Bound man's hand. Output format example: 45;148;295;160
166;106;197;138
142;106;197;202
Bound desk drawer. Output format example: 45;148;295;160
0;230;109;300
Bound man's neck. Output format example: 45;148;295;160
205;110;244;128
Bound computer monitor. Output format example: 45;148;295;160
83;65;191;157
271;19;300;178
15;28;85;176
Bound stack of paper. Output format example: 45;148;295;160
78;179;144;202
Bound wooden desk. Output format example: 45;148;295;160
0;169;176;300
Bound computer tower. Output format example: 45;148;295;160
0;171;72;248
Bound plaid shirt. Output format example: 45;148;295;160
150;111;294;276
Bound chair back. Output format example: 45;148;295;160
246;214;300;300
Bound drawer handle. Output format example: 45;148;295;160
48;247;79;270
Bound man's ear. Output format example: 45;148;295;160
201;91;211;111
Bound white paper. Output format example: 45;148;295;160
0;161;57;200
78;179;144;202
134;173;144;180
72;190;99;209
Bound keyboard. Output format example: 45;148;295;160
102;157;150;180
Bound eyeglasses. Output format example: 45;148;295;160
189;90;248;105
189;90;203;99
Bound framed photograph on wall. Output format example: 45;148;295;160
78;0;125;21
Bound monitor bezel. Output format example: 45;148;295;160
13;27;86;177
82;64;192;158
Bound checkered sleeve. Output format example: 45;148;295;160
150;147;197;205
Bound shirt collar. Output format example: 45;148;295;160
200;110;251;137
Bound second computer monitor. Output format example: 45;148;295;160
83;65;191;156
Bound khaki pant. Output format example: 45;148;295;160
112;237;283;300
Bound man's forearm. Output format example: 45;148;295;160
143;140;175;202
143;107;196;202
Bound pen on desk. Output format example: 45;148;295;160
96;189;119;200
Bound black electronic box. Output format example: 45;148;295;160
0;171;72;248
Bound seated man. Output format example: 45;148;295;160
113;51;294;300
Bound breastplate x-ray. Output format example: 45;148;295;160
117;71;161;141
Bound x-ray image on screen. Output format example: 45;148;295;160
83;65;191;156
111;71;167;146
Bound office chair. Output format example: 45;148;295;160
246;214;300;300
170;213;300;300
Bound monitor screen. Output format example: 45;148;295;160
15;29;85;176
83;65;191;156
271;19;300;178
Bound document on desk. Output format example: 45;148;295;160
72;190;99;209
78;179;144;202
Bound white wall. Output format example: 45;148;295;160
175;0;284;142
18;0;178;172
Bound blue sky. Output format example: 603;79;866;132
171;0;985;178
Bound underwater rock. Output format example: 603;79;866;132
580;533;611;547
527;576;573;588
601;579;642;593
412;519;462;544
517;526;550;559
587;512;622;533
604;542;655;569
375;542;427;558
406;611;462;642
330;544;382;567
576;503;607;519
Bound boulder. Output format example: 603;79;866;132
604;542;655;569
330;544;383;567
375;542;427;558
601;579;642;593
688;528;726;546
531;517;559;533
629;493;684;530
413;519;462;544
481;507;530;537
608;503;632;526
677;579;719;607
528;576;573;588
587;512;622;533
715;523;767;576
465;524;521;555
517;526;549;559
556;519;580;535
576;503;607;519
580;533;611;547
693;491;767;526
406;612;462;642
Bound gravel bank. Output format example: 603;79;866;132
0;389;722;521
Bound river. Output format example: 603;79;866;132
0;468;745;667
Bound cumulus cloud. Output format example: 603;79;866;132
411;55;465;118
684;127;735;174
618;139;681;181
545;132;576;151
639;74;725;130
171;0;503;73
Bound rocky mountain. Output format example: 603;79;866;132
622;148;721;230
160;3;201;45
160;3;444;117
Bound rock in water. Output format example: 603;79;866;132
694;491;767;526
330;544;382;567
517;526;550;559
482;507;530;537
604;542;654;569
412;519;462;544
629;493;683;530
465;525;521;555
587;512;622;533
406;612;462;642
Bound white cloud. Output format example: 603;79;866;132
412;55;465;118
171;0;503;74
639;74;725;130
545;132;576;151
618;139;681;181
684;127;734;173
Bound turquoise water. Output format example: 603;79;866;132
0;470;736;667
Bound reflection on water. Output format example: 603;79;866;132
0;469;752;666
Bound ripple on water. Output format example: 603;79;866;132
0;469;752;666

**SET EXERCISE:** Can you give all of the entries above as a two-column CSV with the headers "prompt" and "boxes", one row per request holding its text and its answer? Put each value in a single double-quoted field, with any line breaks turned into spaces.

**SOLUTION BELOW:**
prompt,boxes
"Bound man's hand. Output format example: 45;148;295;160","166;106;197;138 142;106;197;202"
"Bound desk drawer. Output format example: 45;148;295;160","0;230;109;300"
"Bound man's neck. Output format example: 45;148;295;160","205;110;244;128"
"Bound computer monitor. Output format example: 45;148;295;160","83;65;191;157 271;19;300;178 15;28;85;176"
"Bound stack of paper. Output format example: 45;148;295;160","78;179;144;202"
"Bound wooden desk. Output format example: 45;148;295;160","0;169;176;300"
"Bound computer tower. Output format example: 45;148;295;160","0;171;72;248"
"Bound plaid shirt. Output format example: 45;148;295;160","150;111;294;276"
"Bound chair back. Output format example: 45;148;295;160","246;214;300;300"
"Bound drawer handle. Output format example: 45;148;295;160","48;247;79;270"
"Bound man's ear. Output format example: 45;148;295;160","201;91;211;111"
"Bound white paper. Output format example: 45;148;295;160","0;161;57;200 78;179;144;202 134;173;144;180 72;190;99;209"
"Bound keyboard. Output format example: 45;148;295;160","102;157;150;180"
"Bound eyeglasses. Output format example: 45;148;295;160","189;90;248;105 189;90;203;99"
"Bound framed photograph on wall. Output format example: 45;148;295;160","78;0;125;21"
"Bound monitor bezel. Output format example: 45;148;295;160","13;27;86;177 82;64;192;158"
"Bound checkered sleeve. Output format example: 45;148;295;160","150;147;197;205"
"Bound shirt collar. Output format example: 45;148;295;160","200;110;251;137"
"Bound second computer monitor. Output format example: 45;148;295;160","83;65;191;156"
"Bound khaki pant. Output format example: 45;148;295;160","112;237;283;300"
"Bound man's forearm. Output format example: 45;148;295;160","143;140;175;202 143;107;196;202"
"Bound pen on desk. Output format example: 45;148;295;160","96;189;119;200"
"Bound black electronic box. Output format example: 45;148;295;160","0;171;72;248"
"Bound seated man. Output format example: 45;148;295;160","113;51;294;300"
"Bound breastplate x-ray. Output format example: 45;148;295;160","117;71;161;141"
"Bound x-ray image on screen. Output format example: 45;148;295;160","83;65;191;156 111;71;167;146"
"Bound office chair. Output format example: 45;148;295;160","246;214;300;300 170;213;300;300"
"Bound monitor screen. Output format example: 45;148;295;160","15;29;85;176 83;65;191;156 271;19;300;178"
"Bound document on desk. Output format example: 45;148;295;160","72;190;99;209 78;179;144;202"
"Bound white wall. Output format example: 45;148;295;160","175;0;284;142 18;0;178;172"
"Bound blue sky. Output format example: 603;79;866;132","171;0;985;178"
"Bound underwater rock. Output format example: 603;79;866;132","580;533;611;547 527;576;573;588 601;579;642;593 412;519;462;544 517;526;550;559 587;512;622;533 604;542;655;569 375;542;427;558 406;611;462;642 330;544;382;567 576;503;607;519"
"Bound boulder. Output format example: 603;79;866;132","604;542;655;569 330;544;383;567 375;542;427;558 601;579;642;593 688;528;726;546 531;517;559;533 629;493;684;530 413;519;462;544 481;507;530;537 608;503;632;526 677;579;719;607 528;576;573;588 587;512;622;533 715;523;767;576 465;524;521;555 517;526;549;559 556;519;580;535 576;503;607;519 580;533;611;547 693;491;767;526 406;612;462;642"
"Bound gravel bank. Output format example: 603;79;866;132","0;389;722;521"
"Bound river. Output format example: 603;79;866;132","0;468;745;667"
"Bound cumulus cloud. Output format example: 603;79;866;132","411;55;465;118 684;127;735;174 618;139;681;181 545;132;576;151 639;74;725;130 171;0;503;73"
"Bound rocky mountain. Output format example: 603;79;866;132","622;148;721;230 160;3;201;45 160;3;444;117"
"Bound rock in water. Output format example: 603;79;866;132","694;491;767;526 330;544;382;567 517;526;550;559 482;507;530;537 604;542;654;569 412;519;462;544 629;493;683;530 465;525;521;555 587;512;622;533 406;612;462;642"
"Bound white cloud. Output format example: 603;79;866;132","412;55;465;118 171;0;503;74 639;74;725;130 545;132;576;151 618;139;681;181 684;127;734;173"
"Bound turquoise water. Output format example: 603;79;866;132","0;470;736;667"
"Bound reflection on water. Output format example: 603;79;866;132","0;469;752;666"
"Bound ripple on water. Output format example: 603;79;866;132","0;469;752;666"